##### EXTRACTED INFORMATION
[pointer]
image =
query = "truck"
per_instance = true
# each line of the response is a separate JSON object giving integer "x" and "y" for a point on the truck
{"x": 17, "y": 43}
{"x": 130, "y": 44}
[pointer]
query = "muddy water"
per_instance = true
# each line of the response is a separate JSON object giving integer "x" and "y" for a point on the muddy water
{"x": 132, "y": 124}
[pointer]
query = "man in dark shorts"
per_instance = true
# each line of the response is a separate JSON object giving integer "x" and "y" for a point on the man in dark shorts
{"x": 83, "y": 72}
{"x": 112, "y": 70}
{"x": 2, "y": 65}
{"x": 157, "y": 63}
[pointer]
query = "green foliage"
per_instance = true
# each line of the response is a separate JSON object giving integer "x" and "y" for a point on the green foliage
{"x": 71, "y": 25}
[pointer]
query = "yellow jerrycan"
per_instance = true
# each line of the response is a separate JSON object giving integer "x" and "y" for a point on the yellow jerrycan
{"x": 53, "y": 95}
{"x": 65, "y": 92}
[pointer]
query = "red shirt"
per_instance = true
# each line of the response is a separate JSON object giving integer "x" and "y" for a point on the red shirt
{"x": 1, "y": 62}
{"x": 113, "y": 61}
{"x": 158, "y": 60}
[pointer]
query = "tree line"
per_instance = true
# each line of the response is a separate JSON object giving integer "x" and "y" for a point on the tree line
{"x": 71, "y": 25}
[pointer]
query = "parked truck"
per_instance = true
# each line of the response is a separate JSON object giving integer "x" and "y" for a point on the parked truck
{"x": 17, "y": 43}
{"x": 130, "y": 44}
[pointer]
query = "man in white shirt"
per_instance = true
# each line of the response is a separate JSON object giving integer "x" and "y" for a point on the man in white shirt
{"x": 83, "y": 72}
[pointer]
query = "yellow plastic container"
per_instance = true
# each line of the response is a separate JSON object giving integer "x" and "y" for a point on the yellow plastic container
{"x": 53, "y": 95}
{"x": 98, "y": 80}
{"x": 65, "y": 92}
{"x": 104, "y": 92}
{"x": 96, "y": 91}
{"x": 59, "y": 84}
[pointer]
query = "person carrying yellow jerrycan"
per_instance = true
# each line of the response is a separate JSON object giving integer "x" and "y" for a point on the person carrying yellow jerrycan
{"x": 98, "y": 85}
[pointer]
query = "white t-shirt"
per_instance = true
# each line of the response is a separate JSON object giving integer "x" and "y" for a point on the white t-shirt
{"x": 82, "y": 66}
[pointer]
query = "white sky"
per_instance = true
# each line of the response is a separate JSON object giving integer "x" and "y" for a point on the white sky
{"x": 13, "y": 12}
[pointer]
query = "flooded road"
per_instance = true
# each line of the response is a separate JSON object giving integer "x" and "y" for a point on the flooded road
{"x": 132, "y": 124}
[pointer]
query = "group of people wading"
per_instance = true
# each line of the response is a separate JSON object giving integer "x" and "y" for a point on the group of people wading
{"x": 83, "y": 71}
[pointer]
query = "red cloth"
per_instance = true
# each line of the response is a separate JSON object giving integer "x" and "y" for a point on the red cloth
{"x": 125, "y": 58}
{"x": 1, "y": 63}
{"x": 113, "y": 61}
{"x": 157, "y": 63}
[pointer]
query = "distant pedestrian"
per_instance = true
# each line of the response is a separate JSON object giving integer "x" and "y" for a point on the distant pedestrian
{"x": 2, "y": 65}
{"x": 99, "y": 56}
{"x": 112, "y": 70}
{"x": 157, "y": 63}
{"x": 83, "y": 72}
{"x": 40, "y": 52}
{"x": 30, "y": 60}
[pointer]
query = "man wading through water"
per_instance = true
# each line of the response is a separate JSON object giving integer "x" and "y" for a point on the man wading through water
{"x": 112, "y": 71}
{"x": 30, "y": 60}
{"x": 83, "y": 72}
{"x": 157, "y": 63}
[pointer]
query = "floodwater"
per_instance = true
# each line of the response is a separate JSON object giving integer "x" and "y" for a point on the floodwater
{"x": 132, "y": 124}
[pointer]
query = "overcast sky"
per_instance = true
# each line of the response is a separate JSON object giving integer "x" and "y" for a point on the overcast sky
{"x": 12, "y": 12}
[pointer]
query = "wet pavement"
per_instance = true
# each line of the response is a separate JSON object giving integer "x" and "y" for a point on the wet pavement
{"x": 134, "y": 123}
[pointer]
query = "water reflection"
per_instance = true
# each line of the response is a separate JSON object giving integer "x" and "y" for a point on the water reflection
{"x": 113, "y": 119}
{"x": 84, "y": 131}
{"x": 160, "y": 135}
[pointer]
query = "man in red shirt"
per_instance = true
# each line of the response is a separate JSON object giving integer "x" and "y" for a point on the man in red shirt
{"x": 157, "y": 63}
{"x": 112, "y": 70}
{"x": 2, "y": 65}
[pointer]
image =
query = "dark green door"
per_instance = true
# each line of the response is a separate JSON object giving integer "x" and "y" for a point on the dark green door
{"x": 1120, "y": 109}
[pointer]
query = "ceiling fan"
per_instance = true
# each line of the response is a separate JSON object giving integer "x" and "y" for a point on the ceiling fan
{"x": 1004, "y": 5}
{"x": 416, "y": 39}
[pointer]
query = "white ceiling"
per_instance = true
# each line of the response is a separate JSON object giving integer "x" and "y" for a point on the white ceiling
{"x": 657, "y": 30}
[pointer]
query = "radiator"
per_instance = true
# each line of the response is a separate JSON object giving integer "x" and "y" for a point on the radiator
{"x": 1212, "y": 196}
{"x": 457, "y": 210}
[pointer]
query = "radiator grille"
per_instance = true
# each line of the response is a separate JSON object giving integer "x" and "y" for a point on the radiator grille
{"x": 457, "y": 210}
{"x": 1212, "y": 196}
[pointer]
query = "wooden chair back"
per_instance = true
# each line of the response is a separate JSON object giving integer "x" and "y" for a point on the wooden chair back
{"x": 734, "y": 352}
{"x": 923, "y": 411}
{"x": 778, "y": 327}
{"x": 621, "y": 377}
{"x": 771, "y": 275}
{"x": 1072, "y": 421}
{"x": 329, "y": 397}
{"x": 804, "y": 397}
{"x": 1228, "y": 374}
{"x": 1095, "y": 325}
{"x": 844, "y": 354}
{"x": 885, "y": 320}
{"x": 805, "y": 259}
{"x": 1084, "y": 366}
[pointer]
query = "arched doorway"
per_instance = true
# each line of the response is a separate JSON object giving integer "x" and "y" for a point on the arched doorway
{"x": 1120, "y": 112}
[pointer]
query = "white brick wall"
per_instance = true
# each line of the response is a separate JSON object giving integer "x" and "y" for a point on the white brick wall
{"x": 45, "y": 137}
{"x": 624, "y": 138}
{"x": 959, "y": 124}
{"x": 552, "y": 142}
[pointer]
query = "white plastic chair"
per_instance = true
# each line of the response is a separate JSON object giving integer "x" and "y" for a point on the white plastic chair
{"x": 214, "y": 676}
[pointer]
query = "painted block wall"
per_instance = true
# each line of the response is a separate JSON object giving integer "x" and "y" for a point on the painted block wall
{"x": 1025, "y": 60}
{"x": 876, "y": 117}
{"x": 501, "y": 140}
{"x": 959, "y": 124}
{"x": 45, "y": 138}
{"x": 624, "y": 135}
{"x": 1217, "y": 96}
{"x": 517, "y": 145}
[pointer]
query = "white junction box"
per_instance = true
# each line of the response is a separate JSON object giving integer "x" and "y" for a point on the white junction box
##########
## DIRECTIVE
All of the lines above need to be given again exactly.

## EXERCISE RESULT
[pointer]
image =
query = "truck"
per_instance = true
# each line of the response is a separate JSON object giving integer "x" and "y" for a point on the truck
{"x": 17, "y": 43}
{"x": 130, "y": 44}
[pointer]
query = "muddy water"
per_instance = true
# each line of the response is a separate JSON object giving integer "x" and "y" for a point on the muddy water
{"x": 132, "y": 124}
[pointer]
query = "man in dark shorts"
per_instance = true
# each line of the response is a separate JSON object giving integer "x" and "y" for a point on the man in dark shorts
{"x": 83, "y": 72}
{"x": 112, "y": 70}
{"x": 2, "y": 65}
{"x": 157, "y": 63}
[pointer]
query = "green foliage"
per_instance = true
# each line of the response is a separate JSON object giving integer "x" and "y" for a point on the green foliage
{"x": 71, "y": 25}
[pointer]
query = "yellow jerrycan"
per_instance = true
# each line of the response is a separate JSON object giving integer "x" and "y" for a point on the yellow jerrycan
{"x": 53, "y": 95}
{"x": 65, "y": 92}
[pointer]
query = "red shirt"
per_instance = true
# each line of the response is a separate JSON object giving integer "x" and "y" for a point on the red shirt
{"x": 1, "y": 62}
{"x": 113, "y": 61}
{"x": 158, "y": 60}
[pointer]
query = "tree line"
per_instance = true
# each line of the response is a separate JSON object giving integer "x" and "y" for a point on the tree line
{"x": 71, "y": 25}
[pointer]
query = "parked truck"
per_instance = true
# each line of the response is a separate JSON object giving integer "x" and "y" for a point on the parked truck
{"x": 17, "y": 43}
{"x": 130, "y": 44}
[pointer]
query = "man in white shirt"
per_instance = true
# each line of the response is a separate JSON object giving integer "x" and "y" for a point on the man in white shirt
{"x": 83, "y": 72}
[pointer]
query = "yellow plastic container"
per_instance = true
# each line of the response is a separate JSON object giving integer "x" and "y" for a point on the yellow plastic container
{"x": 53, "y": 95}
{"x": 98, "y": 80}
{"x": 65, "y": 92}
{"x": 104, "y": 92}
{"x": 96, "y": 91}
{"x": 59, "y": 84}
[pointer]
query = "person carrying yellow jerrycan"
per_instance = true
# each line of the response is a separate JSON object giving integer "x" and "y" for a point on the person carrying yellow jerrycan
{"x": 98, "y": 85}
[pointer]
query = "white t-shirt"
per_instance = true
# each line of the response is a separate JSON object giving integer "x" and "y" for a point on the white t-shirt
{"x": 82, "y": 66}
[pointer]
query = "white sky"
per_instance = true
# each line of the response is a separate JSON object giving integer "x" and "y" for a point on the white sky
{"x": 13, "y": 12}
[pointer]
query = "flooded road"
per_instance = true
# each line of the response is a separate JSON object giving integer "x" and "y" for a point on the flooded road
{"x": 132, "y": 124}
[pointer]
query = "group of people wading"
per_instance = true
# each line of the response is a separate JSON object giving integer "x" and "y" for a point on the group of people wading
{"x": 83, "y": 71}
[pointer]
query = "red cloth"
per_instance = true
# each line of the response is a separate JSON object giving integer "x" and "y" for a point on the red cloth
{"x": 125, "y": 58}
{"x": 1, "y": 63}
{"x": 113, "y": 61}
{"x": 157, "y": 63}
[pointer]
query = "distant pedestrian"
per_instance = true
# each line of the response is a separate JSON object giving integer "x" and "y" for a point on the distant pedestrian
{"x": 2, "y": 65}
{"x": 99, "y": 56}
{"x": 112, "y": 70}
{"x": 157, "y": 63}
{"x": 83, "y": 72}
{"x": 40, "y": 52}
{"x": 30, "y": 60}
[pointer]
query = "man wading through water"
per_instance = true
# each line of the response is a separate JSON object giving integer "x" and "y" for a point on the man wading through water
{"x": 112, "y": 71}
{"x": 30, "y": 60}
{"x": 83, "y": 72}
{"x": 157, "y": 63}
[pointer]
query = "floodwater"
per_instance = true
# each line of the response is a separate JSON object giving integer "x" and "y" for a point on the floodwater
{"x": 132, "y": 124}
[pointer]
query = "overcast sky"
per_instance = true
# each line of the response is a separate JSON object giving integer "x" and "y" for a point on the overcast sky
{"x": 12, "y": 12}
[pointer]
query = "wet pavement"
per_instance = true
# each line of the response is a separate JSON object giving integer "x" and "y" for a point on the wet pavement
{"x": 134, "y": 123}
[pointer]
query = "water reflection"
per_instance = true
# each line of the response is a separate JSON object giving integer "x" and "y" for a point on the water reflection
{"x": 113, "y": 119}
{"x": 84, "y": 131}
{"x": 160, "y": 135}
[pointer]
query = "man in red shirt"
per_instance = true
# each line of the response is a separate JSON object giving integer "x" and "y" for a point on the man in red shirt
{"x": 157, "y": 63}
{"x": 112, "y": 70}
{"x": 2, "y": 65}
[pointer]
image =
query = "dark green door"
per_instance = true
# each line of the response is a separate JSON object giving integer "x" and "y" for a point on the dark green door
{"x": 1120, "y": 109}
[pointer]
query = "ceiling fan"
per_instance = true
# each line of the response is a separate JSON object giving integer "x" and "y" for a point on the ceiling fan
{"x": 1004, "y": 5}
{"x": 416, "y": 39}
[pointer]
query = "white ceiling"
per_instance = true
# each line of the response is a separate JSON object giving integer "x" and "y" for a point on the white ceiling
{"x": 657, "y": 30}
[pointer]
query = "radiator"
per_instance = true
# each line of the response is a separate JSON object giving integer "x" and "y" for a point on the radiator
{"x": 1212, "y": 196}
{"x": 457, "y": 210}
[pointer]
query = "radiator grille"
per_instance = true
# each line of the response is a separate JSON object giving integer "x" and "y" for a point on the radiator grille
{"x": 457, "y": 210}
{"x": 1212, "y": 196}
[pointer]
query = "wooden chair back"
per_instance = true
# each line of the response is a separate JSON object giving integer "x" and "y" for a point on the wooden chair back
{"x": 734, "y": 352}
{"x": 923, "y": 411}
{"x": 778, "y": 327}
{"x": 621, "y": 377}
{"x": 771, "y": 275}
{"x": 1072, "y": 421}
{"x": 329, "y": 397}
{"x": 804, "y": 397}
{"x": 1228, "y": 374}
{"x": 1095, "y": 325}
{"x": 844, "y": 354}
{"x": 885, "y": 320}
{"x": 805, "y": 259}
{"x": 1084, "y": 366}
[pointer]
query = "arched doorway"
per_instance = true
# each line of the response is a separate JSON object giving integer "x" and "y" for a point on the arched doorway
{"x": 1120, "y": 112}
[pointer]
query = "white brick wall"
per_instance = true
# each line of the response is a separate JSON object giving integer "x" and "y" for a point on the white brick wall
{"x": 45, "y": 137}
{"x": 624, "y": 138}
{"x": 959, "y": 124}
{"x": 552, "y": 142}
[pointer]
query = "white plastic chair"
per_instance = true
# each line of the response is a separate JSON object giving integer "x" and "y" for a point on the white plastic chair
{"x": 214, "y": 676}
[pointer]
query = "painted block wall"
per_instance = true
# each line of the response is a separate JSON object giving integer "x" and "y" for a point on the painted block wall
{"x": 1025, "y": 60}
{"x": 876, "y": 117}
{"x": 501, "y": 140}
{"x": 959, "y": 124}
{"x": 45, "y": 138}
{"x": 624, "y": 135}
{"x": 1217, "y": 96}
{"x": 517, "y": 145}
[pointer]
query = "white junction box"
per_instance = true
# each line of the response is a separate JSON object giving integer "x" and "y" for a point on the white junction box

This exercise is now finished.